§ WHAT TO DO: List every genetic disease that the article on genome editing names.

§ PAGE TEXT:
There is nothing ethical about a moratorium on genome editing
In recent weeks, two comment pieces have been published calling for a moratorium on germ-line genome editing. Germ-line genome editing is now feasible, even easy, thanks to new genetic engineering tools such as CrispR-Cas9. It has the potential to fix genetic diseases such as Huntington's, severe combined immunodeficiency and cystic fibrosis. So why is there suddenly a call for a moratorium on curing these diseases? Are there new scientific results questioning the safety or efficacy? No. In fact new studies are making the approach more and more realistic every day. This moratorium call is just a commentary, not based on any new science. The only reason it made headlines is that the two commentaries were published in the leading journals, one in Science and one in Nature, and because the 23 authors include some very preeminent scientists (mandatory to have your comment pieces published in Science and Nature). This was widely reported as "Scientists seek ban on editing human genome", and I expect that various bans will indeed soon be implemented across the world.
My question - as a scientist who works on genome editing using these very tools - is why? Why is there a call for a ban? The case has simply not been made that there is any ethical conundrum. The "problem" is that these cures would not only cure the disease in the child, but would also prevent the disease being passed on to their children. And why exactly is that a bad thing? "Future generations" - yadda yadda. We make decisions that influence future generations every single day. Do you think future generations will complain about not having cystic fibrosis? If need be, they could easily engineer the mutation back in, not that anyone would. You know what else potentially causes germ-line mutations? X-rays, but we don't ban them because the benefits are very large and the risks are very small. Even poverty causes heritable modification to the genome, so let's not pretend that we've never made a decision that alters unborn generations.

§ Stored data entries:
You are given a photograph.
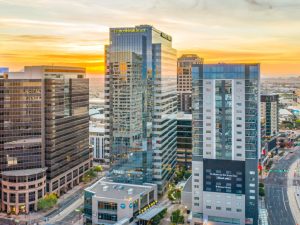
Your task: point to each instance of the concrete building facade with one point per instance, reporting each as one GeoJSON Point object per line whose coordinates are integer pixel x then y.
{"type": "Point", "coordinates": [270, 113]}
{"type": "Point", "coordinates": [44, 141]}
{"type": "Point", "coordinates": [140, 105]}
{"type": "Point", "coordinates": [226, 143]}
{"type": "Point", "coordinates": [184, 81]}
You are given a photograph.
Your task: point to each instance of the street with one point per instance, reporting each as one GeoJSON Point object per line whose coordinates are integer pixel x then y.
{"type": "Point", "coordinates": [276, 191]}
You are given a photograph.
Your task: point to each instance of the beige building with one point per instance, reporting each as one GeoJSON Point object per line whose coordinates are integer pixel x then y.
{"type": "Point", "coordinates": [44, 134]}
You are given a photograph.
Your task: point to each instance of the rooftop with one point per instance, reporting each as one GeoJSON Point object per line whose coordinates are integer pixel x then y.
{"type": "Point", "coordinates": [109, 189]}
{"type": "Point", "coordinates": [96, 129]}
{"type": "Point", "coordinates": [184, 116]}
{"type": "Point", "coordinates": [26, 141]}
{"type": "Point", "coordinates": [18, 173]}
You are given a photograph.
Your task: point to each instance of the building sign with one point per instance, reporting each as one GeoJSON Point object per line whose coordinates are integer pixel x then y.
{"type": "Point", "coordinates": [224, 176]}
{"type": "Point", "coordinates": [165, 36]}
{"type": "Point", "coordinates": [130, 30]}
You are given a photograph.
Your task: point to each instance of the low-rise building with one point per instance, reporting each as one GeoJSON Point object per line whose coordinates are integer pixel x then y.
{"type": "Point", "coordinates": [108, 202]}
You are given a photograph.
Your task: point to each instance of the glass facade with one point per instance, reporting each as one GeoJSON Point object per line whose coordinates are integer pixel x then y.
{"type": "Point", "coordinates": [184, 81]}
{"type": "Point", "coordinates": [140, 93]}
{"type": "Point", "coordinates": [223, 112]}
{"type": "Point", "coordinates": [20, 124]}
{"type": "Point", "coordinates": [226, 136]}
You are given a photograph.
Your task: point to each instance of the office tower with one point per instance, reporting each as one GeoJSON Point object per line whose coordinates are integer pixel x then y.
{"type": "Point", "coordinates": [226, 139]}
{"type": "Point", "coordinates": [3, 70]}
{"type": "Point", "coordinates": [184, 140]}
{"type": "Point", "coordinates": [269, 113]}
{"type": "Point", "coordinates": [97, 142]}
{"type": "Point", "coordinates": [22, 163]}
{"type": "Point", "coordinates": [184, 81]}
{"type": "Point", "coordinates": [141, 105]}
{"type": "Point", "coordinates": [44, 134]}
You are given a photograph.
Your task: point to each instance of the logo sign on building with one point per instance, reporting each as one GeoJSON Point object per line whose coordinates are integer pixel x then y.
{"type": "Point", "coordinates": [165, 36]}
{"type": "Point", "coordinates": [224, 176]}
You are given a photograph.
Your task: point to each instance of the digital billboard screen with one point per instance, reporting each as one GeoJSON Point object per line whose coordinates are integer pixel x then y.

§ WRITTEN SOLUTION: Huntington's, severe combined immunodeficiency, cystic fibrosis